Document extract |
Keywords: acinar cells; echovirus; enterovirus; inflammation; islet of Langerhans; pancreas; tropism.

Figure 1

Replication of field strains of echovirus 6 (E6) in primary human exocrine cells (A) and into the islets (B). Free-floating human exocrine cells derived from ten donors and islets from seven donors were infected with a 1000 50% cell culture infectious dose (CCID50)/0.2 mL of E6/91, E6/92, E6/93, E6/94, E6/96, E6/11 and E6/12. The samples were taken at day 0 (empty bar) and day 3 (filled bar) post-infections and were assayed for total infectivity by using the CCID50 titration method. Data are presented as log10 (CCID50/0.2 mL), means ± standard deviation (SD) from experiment performed in triplicate.

Figure 2

Virus-induced cytopathic effect in explanted human pancreatic exocrine cells and islets three days post-infection. (A) Mock-infected exocrine cells; (B) E6-infected exocrine cells; (C) Mock-infected islets; (D) E6-infected islets. The present results are a sample from different experiments with similar findings performed on islets from seven donors and exocrine cells from ten donors inoculated with the seven strains of E6.

Figure 3

Immunostaining for human enteroviruses (HEV) protein VP1 in exocrine cells and islets three days after infection with E6/11. (A) Mock-infected exocrine cells; (B) E6-infected exocrine cells; (C) Mock-infected islets; (D) E6-infected islets. Representative example of three independent experiments.

Figure 4

Electron microscopy of exocrine and endocrine cells infected with E6/11. (A) Virus particles (arrow) arranged in arrays in the cytoplasm of acinar cells, scale bar: 1 μm; (B) Portion of acinus showing degraded cytoplasm, membrane vesicles and vacuoles (arrow), scale bar: 2 μm; (C) Beta cells from islets infected with E6 containing virus particles arranged in a cluster (arrow) in close proximity to insulin granules (arrowhead), scale bar: 0.5 μm.

Figure 5

Dynamic release of glucose-stimulated insulin secretion in E6-infected islets. Fifty hand-picked and size-matched islets from three donors were infected with E6/91 and E6/12. Mock-infected islets were left as a negative control. On day three after infection, the islets were perifused with glucose (1.67 mmol/L, 16.7 mmol/L, and 1.67 mmol/L). Fractions were collected at six-minute intervals and the secreted insulin was measured by enzyme-linked immunosorbent assay (ELISA). Data are presented as means ± SD and are based on observations from at least three donors. * p < 0.05 between groups (minutes 42 to 102).

Record excerpts |
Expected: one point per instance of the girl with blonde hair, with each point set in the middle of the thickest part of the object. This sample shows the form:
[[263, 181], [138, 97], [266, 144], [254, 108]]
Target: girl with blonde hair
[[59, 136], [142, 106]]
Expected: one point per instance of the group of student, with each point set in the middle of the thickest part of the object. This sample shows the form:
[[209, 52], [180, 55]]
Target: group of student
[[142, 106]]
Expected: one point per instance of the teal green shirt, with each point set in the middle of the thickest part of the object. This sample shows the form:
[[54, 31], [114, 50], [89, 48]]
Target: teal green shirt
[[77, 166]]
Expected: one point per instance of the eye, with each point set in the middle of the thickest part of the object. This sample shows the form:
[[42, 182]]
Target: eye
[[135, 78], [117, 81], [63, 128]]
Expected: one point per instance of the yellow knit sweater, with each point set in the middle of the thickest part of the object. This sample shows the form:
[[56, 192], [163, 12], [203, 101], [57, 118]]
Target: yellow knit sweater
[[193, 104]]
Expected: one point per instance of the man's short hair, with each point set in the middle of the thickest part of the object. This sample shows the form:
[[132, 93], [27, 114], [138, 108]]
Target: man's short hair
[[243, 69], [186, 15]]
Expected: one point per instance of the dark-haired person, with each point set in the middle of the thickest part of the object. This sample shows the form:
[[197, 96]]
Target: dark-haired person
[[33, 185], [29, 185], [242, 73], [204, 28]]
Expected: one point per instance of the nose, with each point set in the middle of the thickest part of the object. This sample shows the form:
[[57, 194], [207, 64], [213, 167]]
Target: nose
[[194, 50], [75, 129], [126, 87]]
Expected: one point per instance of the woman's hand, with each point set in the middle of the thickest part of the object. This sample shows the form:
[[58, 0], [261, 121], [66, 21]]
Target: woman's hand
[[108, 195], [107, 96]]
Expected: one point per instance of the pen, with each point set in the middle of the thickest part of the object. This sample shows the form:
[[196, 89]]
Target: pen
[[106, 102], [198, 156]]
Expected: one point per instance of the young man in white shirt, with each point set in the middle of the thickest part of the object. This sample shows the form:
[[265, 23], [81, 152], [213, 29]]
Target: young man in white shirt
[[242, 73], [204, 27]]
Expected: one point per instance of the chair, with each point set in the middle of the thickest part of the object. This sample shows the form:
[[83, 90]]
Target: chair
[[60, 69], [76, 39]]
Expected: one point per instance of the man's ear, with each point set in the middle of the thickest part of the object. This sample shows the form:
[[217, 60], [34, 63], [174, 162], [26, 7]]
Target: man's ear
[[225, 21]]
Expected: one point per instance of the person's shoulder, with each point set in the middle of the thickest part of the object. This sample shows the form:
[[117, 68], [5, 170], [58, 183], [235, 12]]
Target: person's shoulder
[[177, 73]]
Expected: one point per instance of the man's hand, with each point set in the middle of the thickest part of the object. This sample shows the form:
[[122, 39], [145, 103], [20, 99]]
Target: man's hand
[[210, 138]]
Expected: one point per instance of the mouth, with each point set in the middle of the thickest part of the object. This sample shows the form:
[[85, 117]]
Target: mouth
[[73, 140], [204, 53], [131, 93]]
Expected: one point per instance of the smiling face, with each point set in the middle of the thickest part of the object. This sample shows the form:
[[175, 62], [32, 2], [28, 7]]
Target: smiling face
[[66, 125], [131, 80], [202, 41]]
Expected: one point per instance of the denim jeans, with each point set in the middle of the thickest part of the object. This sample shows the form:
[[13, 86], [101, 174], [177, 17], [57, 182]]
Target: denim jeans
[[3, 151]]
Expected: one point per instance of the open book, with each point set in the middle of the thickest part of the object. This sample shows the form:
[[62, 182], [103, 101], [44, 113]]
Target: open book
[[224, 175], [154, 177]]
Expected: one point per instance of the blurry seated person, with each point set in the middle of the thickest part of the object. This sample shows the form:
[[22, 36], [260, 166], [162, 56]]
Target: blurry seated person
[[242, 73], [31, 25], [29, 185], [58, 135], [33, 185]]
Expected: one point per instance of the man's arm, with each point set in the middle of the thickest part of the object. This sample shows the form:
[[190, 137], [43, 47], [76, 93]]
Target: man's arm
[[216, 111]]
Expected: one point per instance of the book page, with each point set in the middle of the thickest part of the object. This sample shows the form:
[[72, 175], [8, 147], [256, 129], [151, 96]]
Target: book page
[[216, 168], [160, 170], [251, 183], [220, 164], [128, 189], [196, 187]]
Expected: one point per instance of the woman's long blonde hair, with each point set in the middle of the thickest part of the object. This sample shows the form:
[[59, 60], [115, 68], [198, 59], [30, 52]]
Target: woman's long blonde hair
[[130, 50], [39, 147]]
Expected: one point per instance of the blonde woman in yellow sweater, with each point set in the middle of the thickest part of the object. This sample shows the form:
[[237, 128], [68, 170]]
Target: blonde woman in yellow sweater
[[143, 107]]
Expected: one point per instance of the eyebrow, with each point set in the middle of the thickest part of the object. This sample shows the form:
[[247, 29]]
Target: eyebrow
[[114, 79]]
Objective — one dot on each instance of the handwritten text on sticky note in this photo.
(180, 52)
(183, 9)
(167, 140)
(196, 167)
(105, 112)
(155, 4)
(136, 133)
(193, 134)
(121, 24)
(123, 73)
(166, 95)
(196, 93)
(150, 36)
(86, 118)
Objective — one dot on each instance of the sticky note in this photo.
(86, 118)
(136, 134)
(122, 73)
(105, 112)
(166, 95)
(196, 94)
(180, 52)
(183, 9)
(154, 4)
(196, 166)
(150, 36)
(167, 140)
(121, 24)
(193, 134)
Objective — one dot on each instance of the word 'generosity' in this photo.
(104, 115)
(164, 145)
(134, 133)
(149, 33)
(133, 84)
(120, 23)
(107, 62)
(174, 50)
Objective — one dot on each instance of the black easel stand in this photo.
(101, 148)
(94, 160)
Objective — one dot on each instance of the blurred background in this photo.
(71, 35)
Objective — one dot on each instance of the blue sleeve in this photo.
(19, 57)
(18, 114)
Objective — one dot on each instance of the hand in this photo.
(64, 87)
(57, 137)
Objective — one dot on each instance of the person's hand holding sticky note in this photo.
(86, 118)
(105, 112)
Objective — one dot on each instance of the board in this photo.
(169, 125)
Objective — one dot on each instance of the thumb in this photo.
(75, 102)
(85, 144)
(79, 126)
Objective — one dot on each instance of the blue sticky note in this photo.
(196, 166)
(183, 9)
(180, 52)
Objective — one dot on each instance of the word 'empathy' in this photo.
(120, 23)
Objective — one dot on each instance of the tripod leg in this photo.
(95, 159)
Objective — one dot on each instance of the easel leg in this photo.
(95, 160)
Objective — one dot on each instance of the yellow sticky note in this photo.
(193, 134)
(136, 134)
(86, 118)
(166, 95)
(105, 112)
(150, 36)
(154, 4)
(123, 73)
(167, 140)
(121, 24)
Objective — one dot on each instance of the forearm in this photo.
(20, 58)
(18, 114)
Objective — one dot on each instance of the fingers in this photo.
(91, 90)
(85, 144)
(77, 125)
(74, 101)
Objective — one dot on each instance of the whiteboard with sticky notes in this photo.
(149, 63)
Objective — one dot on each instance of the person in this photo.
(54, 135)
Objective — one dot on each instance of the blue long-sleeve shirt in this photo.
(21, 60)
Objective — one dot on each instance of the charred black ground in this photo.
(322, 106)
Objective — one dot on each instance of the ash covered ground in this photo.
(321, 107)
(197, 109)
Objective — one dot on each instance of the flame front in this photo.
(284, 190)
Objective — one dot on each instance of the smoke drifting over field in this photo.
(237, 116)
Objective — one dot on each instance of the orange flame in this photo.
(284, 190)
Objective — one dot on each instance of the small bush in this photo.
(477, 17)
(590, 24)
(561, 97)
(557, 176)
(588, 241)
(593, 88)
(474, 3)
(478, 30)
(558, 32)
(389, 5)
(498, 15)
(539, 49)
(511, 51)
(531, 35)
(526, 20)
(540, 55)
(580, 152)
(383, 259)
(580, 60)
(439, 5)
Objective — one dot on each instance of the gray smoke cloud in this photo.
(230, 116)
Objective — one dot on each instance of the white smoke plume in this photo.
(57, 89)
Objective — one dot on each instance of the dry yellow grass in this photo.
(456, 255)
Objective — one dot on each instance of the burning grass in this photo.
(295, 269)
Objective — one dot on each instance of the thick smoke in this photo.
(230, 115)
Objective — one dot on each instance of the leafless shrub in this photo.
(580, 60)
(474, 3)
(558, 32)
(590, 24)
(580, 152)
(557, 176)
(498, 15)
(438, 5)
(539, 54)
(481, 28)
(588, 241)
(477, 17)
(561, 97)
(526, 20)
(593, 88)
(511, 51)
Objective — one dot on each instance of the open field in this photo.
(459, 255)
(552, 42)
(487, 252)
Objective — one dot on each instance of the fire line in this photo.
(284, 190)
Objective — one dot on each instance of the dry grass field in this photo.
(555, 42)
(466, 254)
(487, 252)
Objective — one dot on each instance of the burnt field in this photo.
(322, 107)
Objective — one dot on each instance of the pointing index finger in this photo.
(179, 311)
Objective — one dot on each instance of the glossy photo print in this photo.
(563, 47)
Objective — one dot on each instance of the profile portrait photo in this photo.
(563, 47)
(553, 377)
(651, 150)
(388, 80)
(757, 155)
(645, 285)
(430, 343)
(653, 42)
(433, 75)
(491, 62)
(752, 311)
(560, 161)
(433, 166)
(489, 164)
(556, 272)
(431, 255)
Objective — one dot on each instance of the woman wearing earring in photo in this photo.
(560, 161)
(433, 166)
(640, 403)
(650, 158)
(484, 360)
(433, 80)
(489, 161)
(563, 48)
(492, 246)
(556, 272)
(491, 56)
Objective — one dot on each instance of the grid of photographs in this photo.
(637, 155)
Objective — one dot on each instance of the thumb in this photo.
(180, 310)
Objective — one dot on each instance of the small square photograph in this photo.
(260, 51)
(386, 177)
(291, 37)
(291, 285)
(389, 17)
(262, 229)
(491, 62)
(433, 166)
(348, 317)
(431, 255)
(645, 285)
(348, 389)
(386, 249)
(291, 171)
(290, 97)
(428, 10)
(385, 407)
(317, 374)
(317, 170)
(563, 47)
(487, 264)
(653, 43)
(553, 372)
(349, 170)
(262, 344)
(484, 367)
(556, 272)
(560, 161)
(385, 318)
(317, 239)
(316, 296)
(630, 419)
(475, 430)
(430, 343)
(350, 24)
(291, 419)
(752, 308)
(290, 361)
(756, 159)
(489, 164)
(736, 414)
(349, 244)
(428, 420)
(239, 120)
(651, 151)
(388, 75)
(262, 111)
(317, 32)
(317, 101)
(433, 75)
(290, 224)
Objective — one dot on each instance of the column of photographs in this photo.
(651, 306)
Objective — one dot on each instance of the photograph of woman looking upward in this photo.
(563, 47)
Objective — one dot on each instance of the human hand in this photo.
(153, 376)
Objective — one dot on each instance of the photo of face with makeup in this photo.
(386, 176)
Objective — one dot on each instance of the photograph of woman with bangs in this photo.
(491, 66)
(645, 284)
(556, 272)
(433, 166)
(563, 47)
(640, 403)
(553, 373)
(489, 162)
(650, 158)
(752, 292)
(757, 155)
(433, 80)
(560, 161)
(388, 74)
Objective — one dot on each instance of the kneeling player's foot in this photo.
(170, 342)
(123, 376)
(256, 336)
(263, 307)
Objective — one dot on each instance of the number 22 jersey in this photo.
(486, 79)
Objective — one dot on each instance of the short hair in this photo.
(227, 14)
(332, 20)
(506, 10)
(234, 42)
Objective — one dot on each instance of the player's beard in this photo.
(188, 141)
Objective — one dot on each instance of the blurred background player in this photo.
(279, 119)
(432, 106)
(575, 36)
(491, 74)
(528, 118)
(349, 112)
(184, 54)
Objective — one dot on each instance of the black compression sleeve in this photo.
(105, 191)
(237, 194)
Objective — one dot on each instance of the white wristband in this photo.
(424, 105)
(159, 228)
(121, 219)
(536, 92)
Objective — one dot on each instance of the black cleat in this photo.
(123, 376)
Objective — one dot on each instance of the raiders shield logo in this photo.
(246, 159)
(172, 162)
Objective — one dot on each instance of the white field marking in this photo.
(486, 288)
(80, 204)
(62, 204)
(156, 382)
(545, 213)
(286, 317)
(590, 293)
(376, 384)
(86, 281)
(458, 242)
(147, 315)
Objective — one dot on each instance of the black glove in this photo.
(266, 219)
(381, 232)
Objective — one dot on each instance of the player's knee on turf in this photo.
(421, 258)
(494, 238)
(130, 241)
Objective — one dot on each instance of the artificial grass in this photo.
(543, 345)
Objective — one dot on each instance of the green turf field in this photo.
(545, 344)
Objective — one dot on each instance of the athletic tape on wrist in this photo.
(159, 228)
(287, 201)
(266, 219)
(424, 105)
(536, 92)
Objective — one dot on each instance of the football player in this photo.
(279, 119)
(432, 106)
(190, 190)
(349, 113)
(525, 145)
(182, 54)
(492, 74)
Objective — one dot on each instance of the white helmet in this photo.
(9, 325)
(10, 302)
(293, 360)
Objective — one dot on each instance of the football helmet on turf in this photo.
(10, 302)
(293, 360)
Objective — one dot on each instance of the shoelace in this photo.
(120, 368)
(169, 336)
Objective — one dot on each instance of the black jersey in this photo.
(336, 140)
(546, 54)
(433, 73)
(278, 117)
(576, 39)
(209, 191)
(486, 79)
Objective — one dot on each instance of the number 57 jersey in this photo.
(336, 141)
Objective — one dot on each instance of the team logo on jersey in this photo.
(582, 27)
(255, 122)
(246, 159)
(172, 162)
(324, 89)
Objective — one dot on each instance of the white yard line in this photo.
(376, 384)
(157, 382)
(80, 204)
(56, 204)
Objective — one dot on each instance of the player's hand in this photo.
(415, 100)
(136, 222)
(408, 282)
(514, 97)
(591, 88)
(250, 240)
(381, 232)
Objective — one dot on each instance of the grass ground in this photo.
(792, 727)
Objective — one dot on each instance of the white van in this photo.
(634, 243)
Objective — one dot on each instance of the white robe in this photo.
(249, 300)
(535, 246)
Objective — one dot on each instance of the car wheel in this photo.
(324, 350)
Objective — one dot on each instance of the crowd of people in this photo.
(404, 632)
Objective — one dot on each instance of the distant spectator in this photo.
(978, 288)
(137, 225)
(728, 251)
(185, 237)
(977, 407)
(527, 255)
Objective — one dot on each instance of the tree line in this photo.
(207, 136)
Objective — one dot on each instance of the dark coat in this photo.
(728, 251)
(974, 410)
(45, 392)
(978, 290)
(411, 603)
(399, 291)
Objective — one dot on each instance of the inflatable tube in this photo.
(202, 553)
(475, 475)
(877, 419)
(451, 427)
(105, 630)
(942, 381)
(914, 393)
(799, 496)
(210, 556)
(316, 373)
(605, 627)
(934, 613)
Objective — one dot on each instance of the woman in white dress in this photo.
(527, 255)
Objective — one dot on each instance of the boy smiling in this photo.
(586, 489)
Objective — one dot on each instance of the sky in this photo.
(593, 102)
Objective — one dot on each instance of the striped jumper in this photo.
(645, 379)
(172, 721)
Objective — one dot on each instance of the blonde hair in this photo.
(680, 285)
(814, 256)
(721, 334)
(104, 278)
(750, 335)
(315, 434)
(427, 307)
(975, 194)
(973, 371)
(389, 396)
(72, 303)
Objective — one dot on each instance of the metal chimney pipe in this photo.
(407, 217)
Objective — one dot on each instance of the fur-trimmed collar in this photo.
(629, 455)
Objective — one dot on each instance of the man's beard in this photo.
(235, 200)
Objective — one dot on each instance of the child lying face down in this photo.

Tasks for this exercise |
(a) In the figure captions on echovirus 6 in pancreatic cells, rewrite the paragraph beginning "Dynamic release of glucose-stimulated insulin secretion" as a short list that keeps its main facts.
(b) According to the figure captions on echovirus 6 in pancreatic cells, why were some islets left mock-infected in the insulin secretion experiment?
(c) Continue the figure captions on echovirus 6 in pancreatic cells after the Figure 5 caption.
The records aren't needed for this work.

Set of answers |
(a)
- Figure 5 shows how glucose-stimulated insulin secretion changes in E6-infected islets.
- Fifty hand-picked, size-matched islets from three donors were infected with E6/91 and E6/12. Mock-infected islets served as the negative control.
- On day three after infection, islets were perifused with glucose at 1.67, 16.7, then 1.67 mmol/L.
- Fractions were collected every six minutes, and insulin was measured by ELISA.
- Data are means ± SD from at least three donors. p < 0.05 between groups for minutes 42 to 102.

(b) They were left uninfected to serve as a negative control, so they could be compared with the islets infected with E6/91 and E6/12.

(c)
Figure 6

Viral titers of the epidemic strains of E16 and E30 in the culture medium of infected human islets (A) and exocrine cells (B). Free-floating human exocrine cells from ten donors and islets from seven donors were infected with a 1000 CCID50/0.2 mL of E16 and E30. Aliquots of the culture medium were withdrawn day 0 (empty bar) and day 3 (filled bar). Virus titers were obtained using the CCID50 titration method. Data are presented as log10 (CCID50/0.2 mL), means ± SD from experiment performed in triplicate.

Figure 7

Expression of genes related to virus recognition, antiviral response and amylase in mock-infected and virus-infected pancreatic acinar cells (A); Expression of genes related to virus recognition, antiviral response and islet hormone in mock-infected and virus-infected islets (B). Isolated human exocrine cell clusters and islets were mock-treated or infected with clinical strains of E6/91, E6/96, E6/12, E16 and E30 for 72 h. mRNA expression of interferon induced with helicase C domain 1 (IF1H1); 2′–5′-oligoadenylate synthetase 1 (OAS1); interferon-β (IFN-β); chemokine (C–X–C motif) ligand 10 (CXCL10); chemokine (C–C motif) ligand 5 (CCL5); amylase and insulin were assayed by real time reverse transcription-polymerase chain reaction (RT-PCR) and normalized by the house keeping gene 18S and β-actin using ΔC_t method. Gene expression levels are presented as mRNA expression relative to the expression of the housekeeping gene (2^−ΔCt). The expression level of each gene in virus-infected cells was compared to the one measured in mock-infected cells (control) from the same donors. Data are presented as means ± SD and were based on observations from at least three donors. Ct: cycle threshold. * p < 0.05, ** p < 0.01, *** p < 0.001.